# [TASK PROMPT]
Go to the line containing "Above is an image. Identify where the wooden wall" in the records below and print it and every following line exactly, on through the line containing "Above is an image. Identify where the wooden beam", then stop.

(Phrase grounding data)
- - - - - - -

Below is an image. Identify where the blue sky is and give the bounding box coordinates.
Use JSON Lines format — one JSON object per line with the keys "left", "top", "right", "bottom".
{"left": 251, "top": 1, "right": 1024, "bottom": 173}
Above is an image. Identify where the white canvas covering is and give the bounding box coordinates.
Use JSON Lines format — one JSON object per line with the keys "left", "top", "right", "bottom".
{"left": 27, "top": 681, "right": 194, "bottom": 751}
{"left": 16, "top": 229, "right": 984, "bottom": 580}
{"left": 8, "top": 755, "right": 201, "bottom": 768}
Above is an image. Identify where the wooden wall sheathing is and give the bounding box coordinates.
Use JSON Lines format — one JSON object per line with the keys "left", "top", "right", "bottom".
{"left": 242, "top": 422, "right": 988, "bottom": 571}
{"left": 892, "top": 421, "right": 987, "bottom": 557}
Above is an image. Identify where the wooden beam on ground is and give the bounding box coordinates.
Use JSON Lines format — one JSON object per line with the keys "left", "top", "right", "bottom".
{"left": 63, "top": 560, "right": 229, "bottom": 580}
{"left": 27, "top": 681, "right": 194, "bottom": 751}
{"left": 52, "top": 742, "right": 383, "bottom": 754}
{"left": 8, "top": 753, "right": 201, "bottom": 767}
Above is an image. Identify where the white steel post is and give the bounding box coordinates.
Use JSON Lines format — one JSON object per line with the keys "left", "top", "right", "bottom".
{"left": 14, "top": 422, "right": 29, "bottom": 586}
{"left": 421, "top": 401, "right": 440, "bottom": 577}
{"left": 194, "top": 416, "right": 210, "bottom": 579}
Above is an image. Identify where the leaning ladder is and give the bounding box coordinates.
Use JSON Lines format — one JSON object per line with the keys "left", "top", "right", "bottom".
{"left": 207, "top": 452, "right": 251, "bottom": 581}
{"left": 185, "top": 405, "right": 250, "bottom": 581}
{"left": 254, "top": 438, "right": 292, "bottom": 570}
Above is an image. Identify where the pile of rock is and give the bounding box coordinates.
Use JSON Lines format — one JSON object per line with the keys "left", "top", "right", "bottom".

- - - - - - -

# [WRITTEN RESPONSE]
Above is an image. Identify where the wooden wall sheathing is and give the bounding box coordinates.
Use JSON Lines format — one JSON object per line with the keys "left", "top", "right", "bottom".
{"left": 242, "top": 422, "right": 988, "bottom": 571}
{"left": 892, "top": 421, "right": 987, "bottom": 557}
Above is an image. Identify where the wooden beam on ground is and give the bounding box coordinates.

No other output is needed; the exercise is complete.